>> Start DATASET

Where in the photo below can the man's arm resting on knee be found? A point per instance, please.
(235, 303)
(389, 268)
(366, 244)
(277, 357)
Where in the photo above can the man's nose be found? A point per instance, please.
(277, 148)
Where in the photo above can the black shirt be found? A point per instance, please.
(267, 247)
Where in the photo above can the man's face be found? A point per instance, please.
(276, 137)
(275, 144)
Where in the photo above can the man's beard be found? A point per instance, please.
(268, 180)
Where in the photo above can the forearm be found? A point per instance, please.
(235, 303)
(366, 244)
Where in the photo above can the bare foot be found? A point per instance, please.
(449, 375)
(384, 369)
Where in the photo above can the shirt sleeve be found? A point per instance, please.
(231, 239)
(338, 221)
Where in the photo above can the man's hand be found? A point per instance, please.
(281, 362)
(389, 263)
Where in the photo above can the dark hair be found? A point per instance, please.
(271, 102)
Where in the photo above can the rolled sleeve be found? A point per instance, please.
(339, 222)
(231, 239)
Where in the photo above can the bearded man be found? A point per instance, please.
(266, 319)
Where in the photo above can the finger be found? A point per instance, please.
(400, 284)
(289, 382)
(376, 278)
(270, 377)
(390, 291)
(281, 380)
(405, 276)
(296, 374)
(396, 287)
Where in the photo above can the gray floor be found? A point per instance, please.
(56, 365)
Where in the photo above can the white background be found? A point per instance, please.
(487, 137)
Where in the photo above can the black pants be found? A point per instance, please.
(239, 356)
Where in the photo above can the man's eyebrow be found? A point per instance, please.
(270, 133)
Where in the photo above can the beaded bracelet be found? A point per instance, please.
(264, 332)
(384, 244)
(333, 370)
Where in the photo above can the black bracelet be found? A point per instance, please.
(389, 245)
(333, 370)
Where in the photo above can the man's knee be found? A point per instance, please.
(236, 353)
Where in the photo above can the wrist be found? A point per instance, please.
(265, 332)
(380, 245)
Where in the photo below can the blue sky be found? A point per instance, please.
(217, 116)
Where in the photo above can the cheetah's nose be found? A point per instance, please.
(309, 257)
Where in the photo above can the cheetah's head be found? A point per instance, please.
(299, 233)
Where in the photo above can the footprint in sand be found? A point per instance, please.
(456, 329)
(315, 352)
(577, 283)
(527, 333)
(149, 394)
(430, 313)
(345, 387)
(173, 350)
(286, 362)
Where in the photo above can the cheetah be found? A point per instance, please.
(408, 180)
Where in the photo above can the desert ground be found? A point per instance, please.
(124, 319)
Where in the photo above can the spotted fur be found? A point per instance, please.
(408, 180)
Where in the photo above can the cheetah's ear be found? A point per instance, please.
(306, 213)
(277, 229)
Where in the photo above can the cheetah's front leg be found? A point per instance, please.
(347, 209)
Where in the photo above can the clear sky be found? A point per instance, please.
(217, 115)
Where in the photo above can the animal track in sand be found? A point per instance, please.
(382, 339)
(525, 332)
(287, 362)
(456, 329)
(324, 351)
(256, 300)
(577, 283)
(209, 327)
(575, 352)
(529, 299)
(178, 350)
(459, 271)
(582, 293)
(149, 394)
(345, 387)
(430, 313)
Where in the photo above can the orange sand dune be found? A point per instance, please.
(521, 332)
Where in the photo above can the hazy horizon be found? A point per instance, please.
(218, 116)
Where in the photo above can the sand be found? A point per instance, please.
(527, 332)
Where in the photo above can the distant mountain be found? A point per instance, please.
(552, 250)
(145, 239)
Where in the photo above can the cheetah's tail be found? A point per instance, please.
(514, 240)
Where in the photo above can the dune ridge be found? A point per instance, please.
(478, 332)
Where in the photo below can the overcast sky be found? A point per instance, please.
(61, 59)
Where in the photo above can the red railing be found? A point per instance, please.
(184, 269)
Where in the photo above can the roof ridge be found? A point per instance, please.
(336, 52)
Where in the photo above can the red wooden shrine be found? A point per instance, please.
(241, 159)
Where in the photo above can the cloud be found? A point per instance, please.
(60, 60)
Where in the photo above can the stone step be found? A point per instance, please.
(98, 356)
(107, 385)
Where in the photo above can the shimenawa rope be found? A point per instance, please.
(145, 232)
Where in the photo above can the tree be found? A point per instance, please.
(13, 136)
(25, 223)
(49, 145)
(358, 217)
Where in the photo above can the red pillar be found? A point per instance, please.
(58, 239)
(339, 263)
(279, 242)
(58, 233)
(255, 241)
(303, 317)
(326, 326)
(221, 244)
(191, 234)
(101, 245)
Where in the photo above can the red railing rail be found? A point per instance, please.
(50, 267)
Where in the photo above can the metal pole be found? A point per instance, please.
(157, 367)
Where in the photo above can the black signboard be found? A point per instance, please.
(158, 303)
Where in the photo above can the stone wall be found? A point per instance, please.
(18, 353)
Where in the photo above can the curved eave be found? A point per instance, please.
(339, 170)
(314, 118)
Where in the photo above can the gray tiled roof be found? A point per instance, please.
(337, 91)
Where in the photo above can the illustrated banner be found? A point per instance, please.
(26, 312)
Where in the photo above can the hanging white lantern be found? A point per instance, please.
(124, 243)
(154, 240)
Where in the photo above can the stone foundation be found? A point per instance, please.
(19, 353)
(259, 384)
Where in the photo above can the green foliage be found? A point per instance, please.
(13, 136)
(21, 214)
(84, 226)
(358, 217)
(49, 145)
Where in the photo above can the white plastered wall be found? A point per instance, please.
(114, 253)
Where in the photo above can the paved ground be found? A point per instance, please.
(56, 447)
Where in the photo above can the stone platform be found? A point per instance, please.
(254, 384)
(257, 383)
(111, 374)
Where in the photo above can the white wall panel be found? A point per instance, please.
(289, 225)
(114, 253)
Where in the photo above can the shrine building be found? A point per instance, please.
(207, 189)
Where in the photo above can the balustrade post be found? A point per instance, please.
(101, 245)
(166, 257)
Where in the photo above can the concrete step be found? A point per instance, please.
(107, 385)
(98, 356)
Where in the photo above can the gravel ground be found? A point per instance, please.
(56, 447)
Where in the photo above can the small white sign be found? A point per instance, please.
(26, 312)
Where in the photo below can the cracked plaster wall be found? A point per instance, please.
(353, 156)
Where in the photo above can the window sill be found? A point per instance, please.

>> End DATASET

• TASK INSTRUCTIONS
Make an exact copy of the data above.

• FINISHED TASK
Where in the photo below can the man's arm resting on knee be found? A point per instance, please.
(235, 303)
(389, 268)
(366, 244)
(277, 357)
Where in the photo above can the man's nose be found? A point per instance, please.
(277, 148)
Where in the photo above can the black shirt be found? A point per instance, please.
(267, 247)
Where in the photo above can the man's face be found? A point per instance, please.
(276, 137)
(275, 144)
Where in the photo above can the man's beard be found? A point per instance, please.
(268, 180)
Where in the photo above can the forearm be found? A point per instance, please.
(235, 303)
(366, 244)
Where in the photo above can the bare foot be found? A point per instance, please.
(449, 375)
(384, 369)
Where in the photo above can the shirt sleeve be found? A point per instance, please.
(231, 239)
(338, 221)
Where in the photo above can the man's hand be found? A point per instance, please.
(281, 362)
(389, 263)
Where in the photo above can the dark hair be found? A point per instance, please.
(271, 102)
Where in the photo above can the rolled sleeve be found? A point per instance, please.
(339, 222)
(231, 239)
Where in the photo above can the bearded man be found? A point per instance, please.
(266, 319)
Where in the photo above can the finger be found? A point per instance, please.
(400, 284)
(289, 382)
(376, 278)
(270, 377)
(390, 291)
(281, 380)
(405, 276)
(296, 374)
(396, 287)
Where in the photo above can the gray floor be found? A point per instance, please.
(56, 365)
Where in the photo above can the white background be found? A point per instance, please.
(487, 137)
Where in the photo above can the black pants be found? A point per instance, please.
(239, 356)
Where in the photo above can the man's eyebrow be found? A point per instance, please.
(270, 133)
Where in the photo above can the beaded bracelet be found? A point per instance, please.
(264, 332)
(384, 244)
(333, 370)
Where in the photo above can the black bracelet be found? A point per instance, please.
(389, 245)
(333, 370)
Where in the photo above can the man's knee be found? A point per instance, please.
(236, 353)
Where in the photo above can the wrist be found? A point per instance, please.
(265, 332)
(380, 245)
Where in the photo below can the blue sky be found? A point per instance, please.
(217, 116)
Where in the photo above can the cheetah's nose be found? A point per instance, please.
(309, 257)
Where in the photo above can the cheetah's head be found? A point per instance, please.
(299, 233)
Where in the photo above can the footprint in sand be found? A point per instance, please.
(456, 329)
(315, 352)
(577, 283)
(527, 333)
(149, 394)
(430, 313)
(345, 387)
(173, 350)
(286, 362)
Where in the photo above can the cheetah be found? A point per instance, please.
(408, 180)
Where in the photo above can the desert ground be found? A point per instance, please.
(124, 319)
Where in the photo above can the spotted fur be found? A point per instance, please.
(408, 180)
Where in the photo above can the cheetah's ear be found? A point per instance, please.
(306, 213)
(277, 229)
Where in the photo above can the cheetah's front leg be found? A point per instance, please.
(347, 209)
Where in the photo above can the clear sky be found? A point per instance, please.
(217, 115)
Where in the photo above can the animal track in sand be found? A point per instance, please.
(382, 339)
(525, 332)
(287, 362)
(456, 329)
(324, 351)
(256, 300)
(577, 283)
(209, 327)
(575, 352)
(529, 299)
(178, 350)
(459, 271)
(582, 293)
(149, 394)
(345, 387)
(430, 313)
Where in the photo above can the orange sand dune be found? A point per instance, please.
(521, 332)
Where in the photo above can the hazy horizon be found? A point per instance, please.
(218, 116)
Where in the photo above can the sand be found? A point per instance, please.
(527, 332)
Where in the photo above can the distant mountain be found? A point per instance, please.
(552, 250)
(145, 239)
Where in the photo above can the cheetah's tail be found? A point per instance, please.
(514, 240)
Where in the photo above can the dune ridge be found? A point per instance, please.
(478, 332)
Where in the photo below can the overcast sky be found? A point per instance, please.
(61, 59)
Where in the photo above can the red railing be found? A point per instance, please.
(184, 269)
Where in the photo above can the roof ridge be found? A point per instance, please.
(336, 52)
Where in the photo above can the red wooden shrine be found? A point per instance, please.
(241, 159)
Where in the photo above can the cloud be found? A point per instance, please.
(60, 60)
Where in the photo above can the stone step be found? A point per instance, please.
(98, 356)
(107, 385)
Where in the photo above can the shimenawa rope be found? A point per instance, please.
(145, 232)
Where in the photo above can the tree be found? A point per instance, please.
(13, 136)
(25, 223)
(49, 145)
(358, 217)
Where in the photo above can the red pillar be found? A point per instance, please.
(58, 239)
(339, 263)
(279, 242)
(58, 233)
(255, 241)
(303, 317)
(326, 326)
(221, 244)
(191, 234)
(101, 245)
Where in the photo above can the red railing rail be found? A point per instance, please.
(50, 267)
Where in the photo above can the metal pole be found? A point per instance, please.
(157, 367)
Where in the photo above can the black signboard be found? A point per instance, please.
(158, 303)
Where in the photo above can the stone wall be found? A point per instance, please.
(18, 353)
Where in the photo above can the curved eave be found? A point per instance, please.
(339, 170)
(314, 118)
Where in the photo above can the gray tiled roof be found? A point per instance, please.
(337, 91)
Where in the photo above can the illustrated banner be found? A point per instance, please.
(26, 312)
Where in the photo above can the hanging white lantern be found? A point per instance, please.
(124, 243)
(154, 240)
Where in the photo above can the stone foundation be found? A point per instance, please.
(19, 353)
(259, 384)
Where in the photo above can the green foliage be found? A point per instance, please.
(13, 136)
(21, 214)
(84, 226)
(358, 217)
(49, 145)
Where in the photo above can the white plastered wall be found? A point per instance, please.
(114, 253)
Where in the photo above can the paved ground be found? A point per instance, please.
(56, 447)
Where in the photo above can the stone platform be found? A point per instance, please.
(254, 384)
(257, 383)
(111, 374)
Where in the photo above can the white wall panel be found? A point per instance, please.
(289, 225)
(114, 253)
Where in the photo above can the shrine building be found? A point per instance, please.
(207, 189)
Where in the photo above can the balustrade post be found? A point per instance, please.
(101, 245)
(166, 257)
Where in the photo above can the concrete step be found? A point per instance, please.
(107, 385)
(98, 356)
Where in the photo above can the gravel ground be found? A point per instance, please.
(56, 447)
Where in the photo above can the small white sign be found? A point per instance, please.
(26, 312)
Where in the photo below can the cracked plaster wall be found? A point per instance, please.
(353, 156)
Where in the photo above can the window sill be found? A point per instance, please.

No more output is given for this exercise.